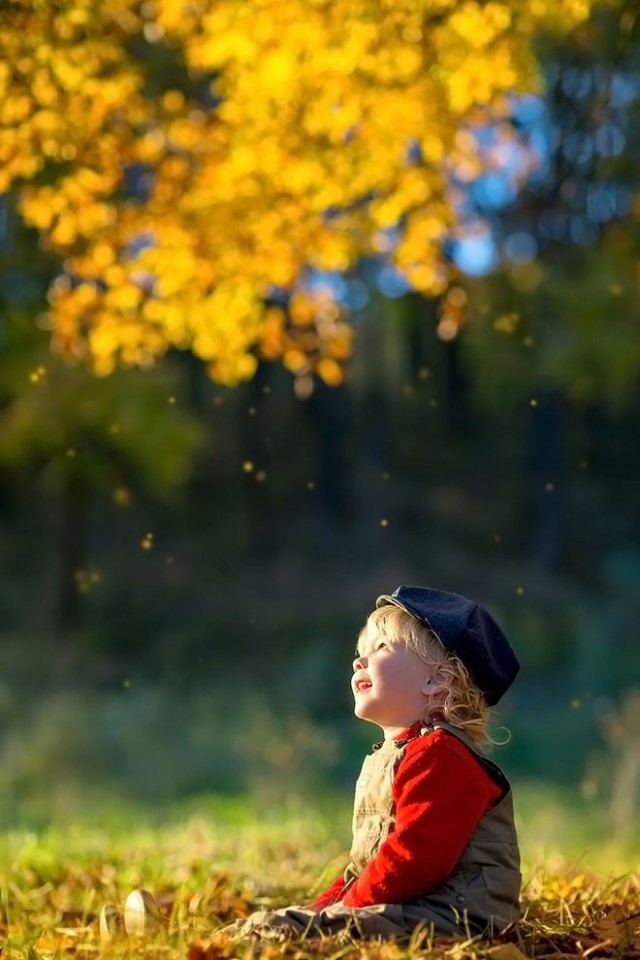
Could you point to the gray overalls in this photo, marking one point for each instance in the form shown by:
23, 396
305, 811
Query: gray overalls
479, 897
--
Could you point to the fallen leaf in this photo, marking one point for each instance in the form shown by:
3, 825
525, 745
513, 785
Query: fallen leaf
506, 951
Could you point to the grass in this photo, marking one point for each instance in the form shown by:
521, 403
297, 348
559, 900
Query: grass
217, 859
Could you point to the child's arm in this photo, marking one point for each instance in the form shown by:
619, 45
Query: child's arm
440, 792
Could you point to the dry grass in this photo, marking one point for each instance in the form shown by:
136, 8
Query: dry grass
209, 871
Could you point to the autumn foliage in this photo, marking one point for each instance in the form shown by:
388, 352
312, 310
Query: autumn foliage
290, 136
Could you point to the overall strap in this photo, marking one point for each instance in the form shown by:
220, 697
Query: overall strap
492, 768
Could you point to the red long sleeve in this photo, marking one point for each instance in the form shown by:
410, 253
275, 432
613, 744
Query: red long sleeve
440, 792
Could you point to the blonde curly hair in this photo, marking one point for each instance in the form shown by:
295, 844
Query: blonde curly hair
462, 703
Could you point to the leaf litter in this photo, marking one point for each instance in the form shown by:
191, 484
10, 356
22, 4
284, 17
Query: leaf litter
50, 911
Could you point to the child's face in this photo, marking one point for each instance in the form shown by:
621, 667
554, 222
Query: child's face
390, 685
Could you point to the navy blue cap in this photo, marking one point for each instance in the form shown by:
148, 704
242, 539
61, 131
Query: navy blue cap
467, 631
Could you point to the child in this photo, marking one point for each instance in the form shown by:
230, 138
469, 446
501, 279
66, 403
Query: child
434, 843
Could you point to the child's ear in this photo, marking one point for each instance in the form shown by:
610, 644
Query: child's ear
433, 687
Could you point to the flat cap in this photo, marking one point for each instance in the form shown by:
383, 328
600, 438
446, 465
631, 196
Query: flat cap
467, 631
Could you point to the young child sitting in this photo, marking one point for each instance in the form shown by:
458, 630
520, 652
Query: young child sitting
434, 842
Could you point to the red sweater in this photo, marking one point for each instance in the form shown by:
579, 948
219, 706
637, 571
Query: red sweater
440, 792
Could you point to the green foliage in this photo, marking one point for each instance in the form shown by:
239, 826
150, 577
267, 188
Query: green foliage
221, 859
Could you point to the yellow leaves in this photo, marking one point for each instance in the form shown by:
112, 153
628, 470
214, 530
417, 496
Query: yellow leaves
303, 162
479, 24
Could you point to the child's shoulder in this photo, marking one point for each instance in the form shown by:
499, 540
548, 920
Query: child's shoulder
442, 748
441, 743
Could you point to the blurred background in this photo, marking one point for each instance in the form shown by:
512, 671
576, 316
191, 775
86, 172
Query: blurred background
---
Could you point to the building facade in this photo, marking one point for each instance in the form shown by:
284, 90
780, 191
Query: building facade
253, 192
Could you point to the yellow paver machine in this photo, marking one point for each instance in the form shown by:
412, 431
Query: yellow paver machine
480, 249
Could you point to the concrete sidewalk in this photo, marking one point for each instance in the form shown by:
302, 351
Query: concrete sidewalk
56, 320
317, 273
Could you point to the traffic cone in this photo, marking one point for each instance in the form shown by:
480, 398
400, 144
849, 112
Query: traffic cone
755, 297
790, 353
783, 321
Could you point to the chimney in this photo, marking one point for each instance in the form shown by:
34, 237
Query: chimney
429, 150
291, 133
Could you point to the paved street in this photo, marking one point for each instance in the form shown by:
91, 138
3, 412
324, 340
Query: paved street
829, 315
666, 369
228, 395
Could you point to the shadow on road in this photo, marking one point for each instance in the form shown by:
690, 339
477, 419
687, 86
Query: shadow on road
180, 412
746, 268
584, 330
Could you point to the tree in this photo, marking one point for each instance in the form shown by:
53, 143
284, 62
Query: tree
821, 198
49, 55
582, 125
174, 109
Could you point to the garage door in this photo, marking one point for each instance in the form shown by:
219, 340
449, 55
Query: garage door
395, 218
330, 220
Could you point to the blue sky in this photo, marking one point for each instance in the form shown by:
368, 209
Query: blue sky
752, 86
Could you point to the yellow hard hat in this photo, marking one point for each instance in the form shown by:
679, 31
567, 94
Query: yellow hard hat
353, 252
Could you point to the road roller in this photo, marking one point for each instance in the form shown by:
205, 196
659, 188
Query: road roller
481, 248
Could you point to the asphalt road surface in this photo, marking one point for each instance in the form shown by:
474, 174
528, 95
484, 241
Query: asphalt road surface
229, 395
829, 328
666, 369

### REQUIREMENTS
Copy everything in the listing from the line containing "Could you point to the red sweater" down to the line containing "Query: blurred background", both of those lines included. Leave the requests and their sample points as they are, but multiply every answer coordinate by 2.6 and round it to a whole number, rounding halves up.

### SOLUTION FOR THIS EXERCISE
Could you point to the red sweater in this photo, marking one point for each instance in the form shown by:
579, 948
219, 706
637, 571
Query: red sweater
1144, 2059
Could you point to the green foliage in this photo, marking one point for each instance in the form shown by:
239, 826
150, 577
267, 188
Query: green foliage
575, 2233
Could you point to the yellow leaves in this photo, marking one point for each instance in the form shown by:
112, 153
628, 470
214, 530
417, 496
Query: yellow leaves
788, 421
1245, 62
Could you point to the child's shoulder in this photo, marking one point for each instance in the form shown by:
499, 540
548, 920
Query: child's shoulder
1149, 1945
1147, 1932
Could you point to the blurred background in this photo, marking one point for each instance in the form shown by:
512, 671
576, 316
191, 775
86, 172
Query: blurred background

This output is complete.